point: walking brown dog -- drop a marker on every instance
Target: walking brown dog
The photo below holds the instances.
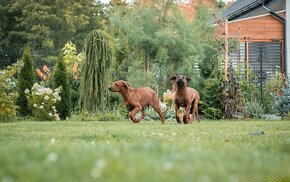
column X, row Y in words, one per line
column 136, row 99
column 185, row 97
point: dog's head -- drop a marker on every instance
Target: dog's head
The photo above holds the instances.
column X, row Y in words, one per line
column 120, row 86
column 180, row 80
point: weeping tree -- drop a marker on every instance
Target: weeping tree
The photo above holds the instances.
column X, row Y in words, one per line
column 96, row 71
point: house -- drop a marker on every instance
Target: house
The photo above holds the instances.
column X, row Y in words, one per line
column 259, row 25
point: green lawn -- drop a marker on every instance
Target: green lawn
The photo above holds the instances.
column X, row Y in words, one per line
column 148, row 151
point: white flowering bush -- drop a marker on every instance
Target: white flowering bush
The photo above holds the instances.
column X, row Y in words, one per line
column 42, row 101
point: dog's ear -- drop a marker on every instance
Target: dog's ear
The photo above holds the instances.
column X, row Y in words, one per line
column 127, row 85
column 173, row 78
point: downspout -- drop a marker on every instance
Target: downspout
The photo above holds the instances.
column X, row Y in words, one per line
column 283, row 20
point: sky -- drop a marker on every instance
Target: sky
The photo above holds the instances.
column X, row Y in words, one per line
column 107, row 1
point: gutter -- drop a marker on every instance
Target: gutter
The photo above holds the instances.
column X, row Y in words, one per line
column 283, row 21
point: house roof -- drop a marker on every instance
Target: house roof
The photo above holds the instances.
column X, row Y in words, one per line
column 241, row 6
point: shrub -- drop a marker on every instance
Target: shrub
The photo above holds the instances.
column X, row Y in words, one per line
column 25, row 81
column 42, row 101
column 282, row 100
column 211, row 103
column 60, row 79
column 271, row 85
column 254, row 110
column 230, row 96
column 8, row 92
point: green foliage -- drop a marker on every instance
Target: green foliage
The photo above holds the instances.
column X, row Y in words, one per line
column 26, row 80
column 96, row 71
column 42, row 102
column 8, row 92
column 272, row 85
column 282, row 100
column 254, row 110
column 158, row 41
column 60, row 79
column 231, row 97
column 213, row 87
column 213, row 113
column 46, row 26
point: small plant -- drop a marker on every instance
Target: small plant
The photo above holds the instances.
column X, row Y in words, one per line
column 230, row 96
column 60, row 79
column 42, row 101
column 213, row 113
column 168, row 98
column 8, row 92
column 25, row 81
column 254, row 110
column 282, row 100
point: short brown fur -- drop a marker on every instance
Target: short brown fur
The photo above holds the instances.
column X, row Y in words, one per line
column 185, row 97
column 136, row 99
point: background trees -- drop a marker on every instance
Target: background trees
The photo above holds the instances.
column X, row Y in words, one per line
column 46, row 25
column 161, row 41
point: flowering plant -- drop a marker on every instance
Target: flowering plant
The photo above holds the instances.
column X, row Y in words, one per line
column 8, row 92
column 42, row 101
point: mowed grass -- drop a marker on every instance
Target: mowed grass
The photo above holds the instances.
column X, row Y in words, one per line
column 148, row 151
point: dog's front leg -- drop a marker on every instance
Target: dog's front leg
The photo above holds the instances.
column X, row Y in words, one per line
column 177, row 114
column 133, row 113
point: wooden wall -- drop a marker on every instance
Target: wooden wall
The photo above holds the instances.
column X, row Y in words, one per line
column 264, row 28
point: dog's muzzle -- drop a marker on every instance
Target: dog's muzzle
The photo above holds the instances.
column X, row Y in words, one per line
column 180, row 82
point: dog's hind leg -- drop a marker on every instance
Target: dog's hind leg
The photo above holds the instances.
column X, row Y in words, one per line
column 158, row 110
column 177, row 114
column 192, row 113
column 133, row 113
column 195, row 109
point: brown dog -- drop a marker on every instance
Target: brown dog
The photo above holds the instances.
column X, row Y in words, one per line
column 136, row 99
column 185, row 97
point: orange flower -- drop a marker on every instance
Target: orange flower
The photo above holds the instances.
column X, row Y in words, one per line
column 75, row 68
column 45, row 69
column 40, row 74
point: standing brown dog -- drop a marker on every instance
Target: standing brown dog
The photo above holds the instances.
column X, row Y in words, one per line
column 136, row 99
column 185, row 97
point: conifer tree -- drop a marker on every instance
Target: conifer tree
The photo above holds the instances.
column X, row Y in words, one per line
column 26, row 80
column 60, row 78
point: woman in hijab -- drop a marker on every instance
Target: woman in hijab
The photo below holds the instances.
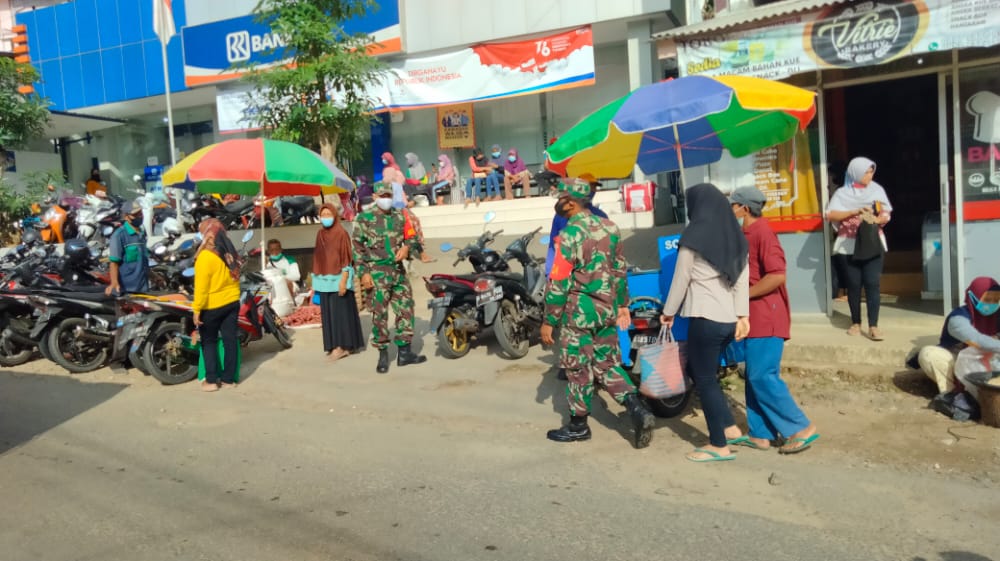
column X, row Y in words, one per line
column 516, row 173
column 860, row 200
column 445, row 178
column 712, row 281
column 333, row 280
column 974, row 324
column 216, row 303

▸ **REQUEST**:
Lay out all of the records above as a two-column CSV headed input and output, one row per record, with the record's text in one quoted field and its answer in the other, and line breaks turned into spaces. Leave the pictures out.

▸ **TASK RESULT**:
input,output
"point: walking brown dog -- drop a marker on every instance Target: walking brown dog The photo below holds the instances. column X, row Y in words, one per line","column 136, row 99 column 185, row 97"
"point: dog's head -- drop a marker on every instance Target: dog's head The photo above holds the instances. column X, row Y in words, one per line","column 120, row 86 column 180, row 80"
"point: weeping tree -- drop a marker on every instance Target: weeping tree The photo above holds the instances. column X, row Y in words, one per line","column 96, row 71"
"point: house -- drop a marker on every instance Target: house The photo above holds the instances. column X, row Y in words, one per line","column 259, row 25"
"point: green lawn -- drop a marker on every instance Target: green lawn The photo above holds the instances. column X, row Y in words, one per line","column 148, row 151"
"point: white flowering bush -- drop a marker on every instance Target: white flowering bush The photo above holds the instances. column X, row Y in words, one per line","column 42, row 101"
"point: dog's ear -- drop a marker on every instance Target: dog's ear The photo above holds the instances. column X, row Y in words, one per line","column 127, row 85 column 173, row 78"
"point: downspout -- drop a marker on every instance Target: downspout The photo above holds the instances. column X, row Y in words, one per line","column 283, row 20"
"point: sky -- drop a marker on every instance Target: sky The photo above holds the instances. column X, row Y in words, one per line","column 107, row 1"
"point: gutter -- drop a marker on every instance Target: gutter The photo above holds the instances. column X, row Y in words, one per line","column 283, row 21"
"point: house roof -- drop a marker on every instance Target: house roof The photo above holds the instances. column X, row Y in words, one per line","column 241, row 6"
"point: shrub -- drop a marker on every instance Target: shrub The photo above holds the instances. column X, row Y in words, one per line","column 25, row 81 column 42, row 101 column 282, row 100 column 211, row 103 column 60, row 79 column 271, row 85 column 254, row 110 column 230, row 96 column 8, row 92"
"point: green foliage -- drop a marker on every instance Target: green foliage The photo above holds the instances. column X, row Y in words, one per line","column 26, row 80 column 96, row 71 column 42, row 102 column 8, row 92 column 272, row 85 column 282, row 100 column 254, row 110 column 158, row 41 column 60, row 79 column 231, row 97 column 213, row 87 column 213, row 113 column 46, row 26"
"point: small plant -- drop a marker on every instance Target: small plant The photo above holds the instances. column X, row Y in words, one per line","column 230, row 96 column 60, row 79 column 42, row 101 column 213, row 113 column 168, row 98 column 8, row 92 column 25, row 81 column 254, row 110 column 282, row 100"
"point: short brown fur -- drop a marker on every instance Target: short brown fur The photo above holds the instances. column X, row Y in words, one per line","column 185, row 97 column 136, row 99"
"point: background trees -- drop a marker on every instance Target: background trees The photo above holds the instances. column X, row Y in words, one per line","column 46, row 25 column 161, row 41"
"point: flowering plant -- drop a marker on every instance Target: flowering plant The photo above holds the instances. column X, row Y in words, one per line","column 8, row 92 column 42, row 101"
"point: mowed grass -- drop a marker on every instance Target: mowed grass The photo above holds the instances. column X, row Y in words, one per line","column 148, row 151"
"point: dog's front leg -- drop a marker on every instance Target: dog's front leg The photo above holds the instances. column X, row Y in words, one per line","column 177, row 114 column 133, row 113"
"point: wooden wall -- drop a marker on every instance Target: wooden wall The photo above holds the instances. column X, row Y in words, one per line","column 264, row 28"
"point: dog's muzzle -- drop a marker on every instance Target: dog's muzzle The photo above holds the instances. column X, row Y in words, one per line","column 180, row 82"
"point: dog's hind leg -- drop a marker on every instance Target: dog's hind leg The photo above holds the instances. column X, row Y in words, one per line","column 158, row 110 column 177, row 114 column 192, row 113 column 133, row 113 column 195, row 109"
"point: brown dog -- drop a marker on every instance Target: brown dog The photo above holds the instances. column X, row Y in words, one per line","column 136, row 99 column 185, row 97"
"point: orange flower -- drop a marker on every instance Target: orange flower The photo above holds the instances. column X, row Y in words, one per line","column 75, row 68 column 45, row 69 column 40, row 74"
"point: standing brown dog -- drop a marker on every instance Target: standing brown dog The photo above holds the instances. column X, row Y in words, one per line","column 136, row 99 column 185, row 97"
"point: conifer tree -- drop a marker on every instance Target: conifer tree The photo above holds the instances. column X, row Y in words, one per line","column 26, row 80 column 60, row 78"
"point: woman in hijab -- drop a marker on every instance Target: woman in hijab The photo below holds the instances. column X, row Y in words, one per line","column 516, row 173 column 860, row 200 column 445, row 178 column 712, row 281 column 333, row 280 column 974, row 324 column 216, row 303"